Exactly reproduce the lines from the line containing "Target: mountain range" to the end of the data below, inclusive, and nothing else.

[Extracted data entries]
═══

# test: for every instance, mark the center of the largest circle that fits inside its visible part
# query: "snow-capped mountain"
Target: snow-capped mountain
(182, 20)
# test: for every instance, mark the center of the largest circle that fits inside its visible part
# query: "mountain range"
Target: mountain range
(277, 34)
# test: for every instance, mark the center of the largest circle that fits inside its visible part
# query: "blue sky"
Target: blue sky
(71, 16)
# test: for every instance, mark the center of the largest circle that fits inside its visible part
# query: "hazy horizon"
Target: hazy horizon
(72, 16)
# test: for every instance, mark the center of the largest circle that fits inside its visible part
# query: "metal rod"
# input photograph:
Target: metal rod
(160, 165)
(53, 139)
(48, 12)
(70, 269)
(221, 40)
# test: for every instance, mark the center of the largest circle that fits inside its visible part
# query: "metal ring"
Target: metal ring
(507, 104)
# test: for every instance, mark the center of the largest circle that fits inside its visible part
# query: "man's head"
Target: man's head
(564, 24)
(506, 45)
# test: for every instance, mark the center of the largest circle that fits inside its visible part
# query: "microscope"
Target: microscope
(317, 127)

═══

## [Answer to this exercise]
Target: mountain range
(277, 34)
# test: for every instance, mark the center of the largest circle that fits inside its visible part
# query: "blue sky"
Target: blue sky
(71, 16)
# test: for every instance, mark the center of the largest circle that fits inside its visible part
# query: "hazy horizon"
Target: hazy horizon
(72, 16)
# test: for every instance, mark the center of the largest circle that fits inside its visible part
# query: "metal rod"
# input photograph:
Target: metal rod
(160, 165)
(53, 139)
(48, 12)
(70, 269)
(221, 40)
# test: for every instance, mark the center of the largest circle that fits inside its visible part
# query: "metal ring"
Target: metal ring
(507, 104)
# test: for every instance, mark the center of the largest circle that fits inside its visible part
# query: "man's head"
Target: man's head
(564, 24)
(506, 45)
# test: for every instance, mark the center of the largest circle that fits inside its visible part
# query: "microscope"
Target: microscope
(317, 127)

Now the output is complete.